■ TRECHO CITADO

»»

Uma grande parte da vida que nós, indivíduos do século XXI, levamos pode ser traduzida em bits, meras sequências de zeros e uns que nos definem e vão deixando nossas pegadas no tempo pós-analógico. Pois bem, neste próprio instante, você está imerso nesse mundo digital, navegando pela World Wide Web, lendo essa resenha – que também não passa de uma sequência binária bem ordenada – e consumindo uma avalanche de informações que provavelmente saíram da caixa da cultura pop contemporânea, patrocinada e promovida por alguns interesses financeiros empresariais bem definidos. Enquanto isso, as relações pessoais vão caminhando ali, ao largo, esmorecendo pouco a pouco, como se estivesse em outro plano mundano.

E o que isso tem a ver com “O Último Grito”?

Tudo. Nesse livro de Thomas Pynchon, acompanhamos a fiscal-detetive Maxine em sua jornada para descobrir os “podres” por trás de uma grande empresa de tecnologia, comandada pelo bilionário Gabriel Ice, um geek que viu sua fortuna crescer em escala geométrica. Somos inseridos no universo da Nova York pré-atentado de 11 de setembro de 2001 e arremessados em uma história de transferências ilegais, jovens prodígios da informática, conspiração política, crimes e, claro, uma pitada de paranoia, como não poderia deixar de ser em um romance pynchoniano. Além disso, como já é de costume nas obras do autor, somos apresentados a uma lista gigantesca de personagens, cada um mais caricato do que o outro.

Em meio a essa confusão de intrigas e rostos, vemos Maxine se aprofundar em um universo à parte, passando a interagir com capangas russos, agentes do Mossad, investidores misteriosos e uma série de personagens que exercem atividades que, para dizer o mínimo, parecem muito suspeitas e ilícitas. Além da investigação, Maxine começa a dedicar parte do seu tempo a navegar no Deep Archer, uma espécie de programa desenvolvido na deep web que simula uma realidade virtual para que as pessoas habitem e interajam através de seus avatares. Ao longo do livro, esse simulador vai se tornando cada vez mais desenvolvido, de forma que, em certo momento, Maxine passa a se perguntar se ela está no mundo real ou no digital, e se até mesmo é possível viver eternamente dentro de um avatar em caso de morte.

««

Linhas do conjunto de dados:
»»

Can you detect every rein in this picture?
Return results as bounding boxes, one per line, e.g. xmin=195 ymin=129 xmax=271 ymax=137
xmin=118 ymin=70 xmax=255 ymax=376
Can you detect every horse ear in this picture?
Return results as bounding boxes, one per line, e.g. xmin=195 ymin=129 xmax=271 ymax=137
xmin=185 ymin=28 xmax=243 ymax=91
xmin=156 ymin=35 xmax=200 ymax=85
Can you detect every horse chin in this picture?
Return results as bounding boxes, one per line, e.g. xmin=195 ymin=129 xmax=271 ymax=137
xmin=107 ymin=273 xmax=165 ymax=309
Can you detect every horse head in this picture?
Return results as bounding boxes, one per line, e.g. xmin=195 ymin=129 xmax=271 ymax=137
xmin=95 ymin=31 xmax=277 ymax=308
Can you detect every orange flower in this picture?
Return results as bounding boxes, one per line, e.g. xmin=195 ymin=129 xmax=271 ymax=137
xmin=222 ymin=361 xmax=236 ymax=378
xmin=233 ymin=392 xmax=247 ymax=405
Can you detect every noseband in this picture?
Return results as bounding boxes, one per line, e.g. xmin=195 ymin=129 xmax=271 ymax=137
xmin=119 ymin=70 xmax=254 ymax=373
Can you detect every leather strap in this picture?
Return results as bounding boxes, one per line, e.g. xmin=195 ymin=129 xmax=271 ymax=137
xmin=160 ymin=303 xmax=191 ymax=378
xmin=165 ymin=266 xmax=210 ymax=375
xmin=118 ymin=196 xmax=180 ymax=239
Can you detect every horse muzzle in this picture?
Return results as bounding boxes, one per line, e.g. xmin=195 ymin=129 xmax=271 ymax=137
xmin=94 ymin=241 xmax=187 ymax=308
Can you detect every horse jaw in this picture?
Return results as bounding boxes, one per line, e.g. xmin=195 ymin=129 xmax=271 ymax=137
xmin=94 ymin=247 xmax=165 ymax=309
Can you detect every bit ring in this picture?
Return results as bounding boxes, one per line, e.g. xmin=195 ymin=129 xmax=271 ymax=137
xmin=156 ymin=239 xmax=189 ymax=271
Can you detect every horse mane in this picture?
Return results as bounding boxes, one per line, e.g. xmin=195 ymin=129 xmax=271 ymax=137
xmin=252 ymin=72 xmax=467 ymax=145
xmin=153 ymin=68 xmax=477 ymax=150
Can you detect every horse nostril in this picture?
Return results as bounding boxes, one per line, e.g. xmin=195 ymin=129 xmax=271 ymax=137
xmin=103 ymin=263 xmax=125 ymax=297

««

■ PROBLEMAS
1. Segundo a resenha, quem comanda a grande empresa de tecnologia investigada por Maxine?
2. Passe para um CSV de duas colunas, "tarefa" e "valor", a parte da listagem que vai da linha que contém "Can you detect every noseband" até o fim da listagem, com uma linha por entrada. Ponha o texto na primeira coluna e a resposta na segunda, cada um entre aspas e com as quebras de linha trocadas por espaços.
A listagem não tem nenhuma relação com a resenha.

■ RESPOSTAS POR TAREFA
1. O bilionário Gabriel Ice.

2.
tarefa,valor
"Can you detect every noseband in this picture? Return results as bounding boxes, one per line, e.g. xmin=195 ymin=129 xmax=271 ymax=137","xmin=119 ymin=70 xmax=254 ymax=373"
"Can you detect every leather strap in this picture? Return results as bounding boxes, one per line, e.g. xmin=195 ymin=129 xmax=271 ymax=137","xmin=160 ymin=303 xmax=191 ymax=378 xmin=165 ymin=266 xmax=210 ymax=375 xmin=118 ymin=196 xmax=180 ymax=239"
"Can you detect every horse muzzle in this picture? Return results as bounding boxes, one per line, e.g. xmin=195 ymin=129 xmax=271 ymax=137","xmin=94 ymin=241 xmax=187 ymax=308"
"Can you detect every horse jaw in this picture? Return results as bounding boxes, one per line, e.g. xmin=195 ymin=129 xmax=271 ymax=137","xmin=94 ymin=247 xmax=165 ymax=309"
"Can you detect every bit ring in this picture? Return results as bounding boxes, one per line, e.g. xmin=195 ymin=129 xmax=271 ymax=137","xmin=156 ymin=239 xmax=189 ymax=271"
"Can you detect every horse mane in this picture? Return results as bounding boxes, one per line, e.g. xmin=195 ymin=129 xmax=271 ymax=137","xmin=252 ymin=72 xmax=467 ymax=145 xmin=153 ymin=68 xmax=477 ymax=150"
"Can you detect every horse nostril in this picture? Return results as bounding boxes, one per line, e.g. xmin=195 ymin=129 xmax=271 ymax=137","xmin=103 ymin=263 xmax=125 ymax=297"